» TEXTO DE LECTURA:

---------------

El Monte había dicho y mantenido su palabra de grandeza. Al hijo, el Valle, tocaba decir nuevas palabras. Si el monte daba su majestad altiva y su condición de capitán, el Valle sin renegar la herencia de heroísmo, tomaría del Padre para legarla a los nietos, la donairosa versatilidad que no excluye la firmeza ni la constancia. El padre se complace en la espiritualidad de sus hijas, que reflejan la belleza variada del Valle; se complace en la travesura de su ingenio. Y abuelo tierno, encantado de su prole, se hace Maestro y les da a todas horas la perpetua lección de la fuerza, la gracia y la belleza.

---------------

» MATERIAL PROPORCIONADO:
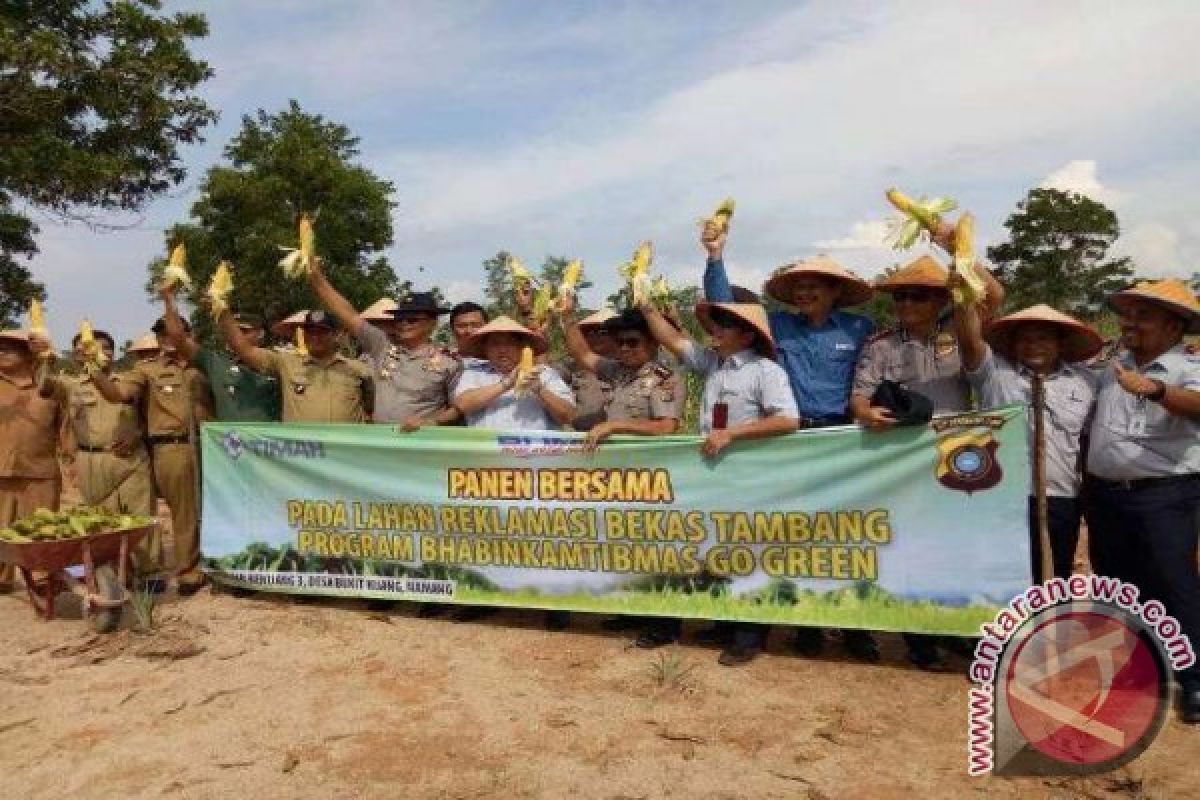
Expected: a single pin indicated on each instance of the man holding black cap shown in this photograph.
(413, 376)
(321, 385)
(239, 394)
(173, 398)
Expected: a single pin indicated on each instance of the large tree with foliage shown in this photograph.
(1057, 253)
(281, 164)
(95, 100)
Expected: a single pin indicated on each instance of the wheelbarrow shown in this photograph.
(105, 558)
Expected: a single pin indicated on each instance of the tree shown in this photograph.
(1056, 253)
(281, 164)
(95, 100)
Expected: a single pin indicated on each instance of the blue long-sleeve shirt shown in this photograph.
(819, 361)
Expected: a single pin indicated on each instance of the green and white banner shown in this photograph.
(915, 529)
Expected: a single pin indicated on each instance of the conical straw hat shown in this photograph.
(855, 290)
(750, 312)
(475, 348)
(1080, 342)
(1173, 294)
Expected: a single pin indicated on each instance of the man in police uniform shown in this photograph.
(413, 376)
(173, 398)
(321, 385)
(29, 437)
(239, 394)
(1144, 461)
(109, 455)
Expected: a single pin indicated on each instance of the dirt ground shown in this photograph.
(267, 697)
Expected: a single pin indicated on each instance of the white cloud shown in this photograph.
(1083, 178)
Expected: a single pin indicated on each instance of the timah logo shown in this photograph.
(268, 447)
(529, 445)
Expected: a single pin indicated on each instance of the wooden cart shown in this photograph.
(105, 558)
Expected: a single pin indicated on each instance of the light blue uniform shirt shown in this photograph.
(1069, 396)
(749, 384)
(819, 361)
(1134, 438)
(509, 411)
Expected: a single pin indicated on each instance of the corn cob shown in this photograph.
(299, 260)
(517, 272)
(570, 278)
(973, 287)
(36, 319)
(635, 272)
(220, 289)
(525, 368)
(723, 216)
(175, 274)
(919, 216)
(91, 352)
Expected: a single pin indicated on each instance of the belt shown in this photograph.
(1143, 482)
(169, 439)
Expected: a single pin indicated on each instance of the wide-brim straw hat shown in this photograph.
(748, 312)
(855, 290)
(379, 311)
(924, 274)
(145, 343)
(475, 347)
(1080, 342)
(598, 318)
(1173, 294)
(287, 326)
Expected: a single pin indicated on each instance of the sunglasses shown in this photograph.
(913, 295)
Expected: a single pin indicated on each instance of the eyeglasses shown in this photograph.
(913, 295)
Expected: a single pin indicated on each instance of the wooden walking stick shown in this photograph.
(1039, 474)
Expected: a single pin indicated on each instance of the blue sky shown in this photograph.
(580, 128)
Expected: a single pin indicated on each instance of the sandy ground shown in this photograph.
(267, 697)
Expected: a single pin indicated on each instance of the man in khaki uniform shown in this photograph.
(321, 385)
(29, 437)
(111, 456)
(173, 398)
(413, 376)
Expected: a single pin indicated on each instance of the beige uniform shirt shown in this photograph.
(931, 367)
(173, 398)
(651, 392)
(29, 429)
(340, 391)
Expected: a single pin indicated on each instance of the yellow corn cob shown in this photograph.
(570, 278)
(299, 260)
(525, 368)
(220, 289)
(918, 215)
(973, 288)
(724, 215)
(93, 354)
(517, 271)
(175, 274)
(36, 319)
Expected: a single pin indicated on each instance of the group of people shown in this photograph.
(1120, 439)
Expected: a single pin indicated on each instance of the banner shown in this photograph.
(913, 529)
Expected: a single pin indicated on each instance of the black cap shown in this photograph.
(906, 405)
(319, 319)
(419, 302)
(160, 325)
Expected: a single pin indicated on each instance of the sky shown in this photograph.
(580, 128)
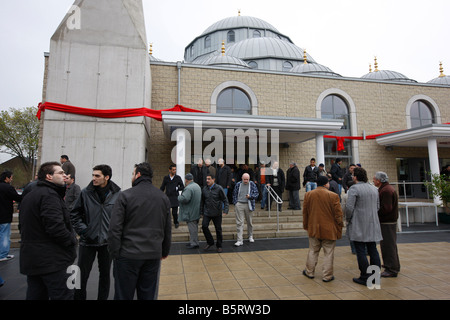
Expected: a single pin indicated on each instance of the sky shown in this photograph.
(407, 36)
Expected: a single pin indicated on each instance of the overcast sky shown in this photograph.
(407, 36)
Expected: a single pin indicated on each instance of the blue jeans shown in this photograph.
(5, 239)
(140, 276)
(311, 186)
(363, 263)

---------------

» CONSIGNA 1: ¿Qué enseña, según el texto sobre el Monte y el Valle, la "perpetua lección" que da el abuelo?
» CONSIGNA 2: Escribe cómo sigue el texto sobre el Monte y el Valle después de su última oración.
Las filas no tienen ningún papel aquí.

» RESPUESTA 1: La fuerza, la gracia y la belleza.

» RESPUESTA 2:
Los hijos del Ávila han demostrado a través de tres siglos de historia la persistencia de las cualidades heredadas del Monte y el Valle. Son tan complejas que desconciertan a los observadores menos superficiales. Para comprenderlos bien, precisa comprender bien al Monte. Por no detenerse lo bastante para comprender al Padre-Abuelo, algunos viajeros han errado al tratar de comprender a los nietos. Alguno, encantado de las apariencias suaves y hasta muelles, no los creyó capaces de aventurarse en difíciles empresas, menos de exponer por ellas sus bienes materiales. Y los hijos-nietos del Ávila, llegado el momento echaron al fuego de la revolución sus pergaminos, sus preeminencias, sus ceremonias cortesanas, la tranquilidad de sus siestas, la sangre propia y la de sus familias; sembraron con sus huesos, antes formados del genio del Monte, los caminos del continente y de la historia; y se estuvieron en tales empresas catorce años de su vida.
Mas, recordemos que la descendencia del Ávila no es solo eso. Es algo más todavía. Se rehace Ilíadas y Odiseas, también sabe rehacer Eneidas y Geórgicas. Sin recuerda a Homero no olvida a Virgilio. Anda del brazo con Horacio, visita diariamente a Juvenal y departe de tarde con Suetonio.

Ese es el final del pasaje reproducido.